Please copy the notes on estimating between "For almost all" and "slow to load.", inclusive, substituting "build phase" for each occurrence of "development process".

Reading passage>
####

Notes.md

Some principles and techniques I use in my teams at the moment. I hope these could be helpful for Technical Leads or Product Owners.

Addressing challenges with estimating

Software engineers enjoy solving problems with code. They value understanding why the thing they are working on is important.

For almost all non-trivial tasks, the full scope of dependencies, technical limitations and edge cases only reveal themselves during the development process. For this reason, I try to make the initial planning light touch and focus on the problem to solve. Accepting that we will start the development process before knowing everything can make estimating difficult. Forcing engineers to commit to specific estimates makes them feel that they cannot modify their approach if they learn something through the process of doing. Here are some reasons engineers can struggle with estimating and what can be done to help.

Estimating work that has too many unknowns

The product manager has been asked by the CEO to estimate how much it would cost to make the website run faster. Customers have been complaining that the website is slow to load.

####

Dataset entries>
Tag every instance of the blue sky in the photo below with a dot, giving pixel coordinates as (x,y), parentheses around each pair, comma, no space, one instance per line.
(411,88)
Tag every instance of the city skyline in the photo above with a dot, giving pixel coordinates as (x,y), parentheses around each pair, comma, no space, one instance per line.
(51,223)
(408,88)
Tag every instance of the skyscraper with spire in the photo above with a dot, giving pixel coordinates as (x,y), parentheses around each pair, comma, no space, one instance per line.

####

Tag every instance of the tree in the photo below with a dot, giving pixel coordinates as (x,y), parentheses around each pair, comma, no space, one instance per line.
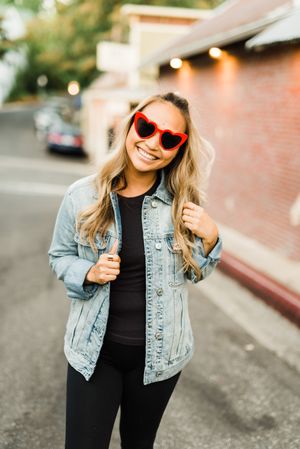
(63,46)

####

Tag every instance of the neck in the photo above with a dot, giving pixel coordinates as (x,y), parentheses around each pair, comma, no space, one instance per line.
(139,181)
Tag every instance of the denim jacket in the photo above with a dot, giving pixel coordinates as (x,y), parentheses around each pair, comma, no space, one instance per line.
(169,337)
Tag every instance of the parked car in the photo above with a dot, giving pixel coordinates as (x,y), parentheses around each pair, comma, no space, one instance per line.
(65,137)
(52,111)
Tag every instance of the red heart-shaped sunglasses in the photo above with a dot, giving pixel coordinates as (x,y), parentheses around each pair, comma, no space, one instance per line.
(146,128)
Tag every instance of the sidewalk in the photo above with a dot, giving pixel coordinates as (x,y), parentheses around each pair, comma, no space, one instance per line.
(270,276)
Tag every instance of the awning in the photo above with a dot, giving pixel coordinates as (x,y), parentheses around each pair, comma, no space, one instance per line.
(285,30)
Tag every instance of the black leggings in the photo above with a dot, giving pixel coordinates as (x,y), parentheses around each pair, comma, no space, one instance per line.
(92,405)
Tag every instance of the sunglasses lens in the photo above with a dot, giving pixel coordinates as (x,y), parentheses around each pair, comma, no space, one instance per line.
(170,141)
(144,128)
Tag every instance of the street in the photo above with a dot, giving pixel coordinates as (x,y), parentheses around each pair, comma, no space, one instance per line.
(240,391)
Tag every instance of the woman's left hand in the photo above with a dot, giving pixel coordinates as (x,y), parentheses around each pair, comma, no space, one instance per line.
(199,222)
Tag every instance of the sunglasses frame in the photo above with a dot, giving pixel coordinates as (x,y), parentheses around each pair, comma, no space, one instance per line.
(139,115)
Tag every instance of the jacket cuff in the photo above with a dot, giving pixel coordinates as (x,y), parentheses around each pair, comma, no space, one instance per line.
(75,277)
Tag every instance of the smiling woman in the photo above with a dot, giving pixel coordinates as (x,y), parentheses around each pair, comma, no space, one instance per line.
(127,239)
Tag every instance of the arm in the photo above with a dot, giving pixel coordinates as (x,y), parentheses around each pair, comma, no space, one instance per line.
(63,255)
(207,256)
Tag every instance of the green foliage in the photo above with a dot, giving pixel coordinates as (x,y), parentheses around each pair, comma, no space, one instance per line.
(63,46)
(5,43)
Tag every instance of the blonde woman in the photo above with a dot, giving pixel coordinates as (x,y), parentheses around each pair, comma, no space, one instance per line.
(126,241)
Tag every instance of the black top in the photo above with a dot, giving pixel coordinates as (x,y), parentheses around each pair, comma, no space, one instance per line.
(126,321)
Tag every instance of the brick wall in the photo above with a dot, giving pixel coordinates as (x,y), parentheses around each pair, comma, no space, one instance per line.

####

Problem solution>
For almost all non-trivial tasks, the full scope of dependencies, technical limitations and edge cases only reveal themselves during the build phase. For this reason, I try to make the initial planning light touch and focus on the problem to solve. Accepting that we will start the build phase before knowing everything can make estimating difficult. Forcing engineers to commit to specific estimates makes them feel that they cannot modify their approach if they learn something through the process of doing. Here are some reasons engineers can struggle with estimating and what can be done to help.

Estimating work that has too many unknowns

The product manager has been asked by the CEO to estimate how much it would cost to make the website run faster. Customers have been complaining that the website is slow to load.